Nine days left. Needless to say, i'm a little overwhelmed.
This morning, i bought plane tickets for my little sister & i. Originally, my plan was to buy a car for the two of us to drive across the country. However, after weeks of scouring the classifieds & craig's list, i came to this conclusion: any car in my price range would not make the drive from Kansas to Florida. I imagined it would lead to some grim scene involving the two of us sitting prettily atop my vintage suitcases along the side of some backwater highway in Alabama (great for cinematography, bad for personal safety.) So, after factoring in the billions of dollars i would spend in gas, i finally decided to fly.

» GIVEN DATA:
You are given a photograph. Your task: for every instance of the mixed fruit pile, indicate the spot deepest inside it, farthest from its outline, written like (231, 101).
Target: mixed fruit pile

» LIST OF TASKS:
**1.** In the post about the trip from Kansas to Florida, why did the writer choose to fly instead of buying a car and driving?
**2.** Resume the post about the trip from Kansas to Florida after its last sentence.

» EXERCISE RESPONSES:
**1.** After weeks of searching the classifieds and Craigslist, the writer concluded that no car in their price range would survive the drive from Kansas to Florida, and pictured the two of them stranded on a backwater highway in Alabama. Once the high cost of gas was also factored in, flying became the final choice.

**2.**
When i first went to Southwest's website, i found a nonstop flight for $70 ($90 after taxes.) Right before purchasing, i called my mom to try & beg a rental car out of the deal. Ten minutes later, my flight was no longer available at that price. Naturally, i freak out & i spend the next ten minutes on the phone with my sister, searching for cheaper tickets. We found another set, even cheaper on USAir, but after factoring in the $25 charge for your first checked bag, we would only be saving $10 over the SW flight. So, $10 seems like a pretty good deal to take 2x the luggage & avoid a layover that would add 3 extra hours to our flight time.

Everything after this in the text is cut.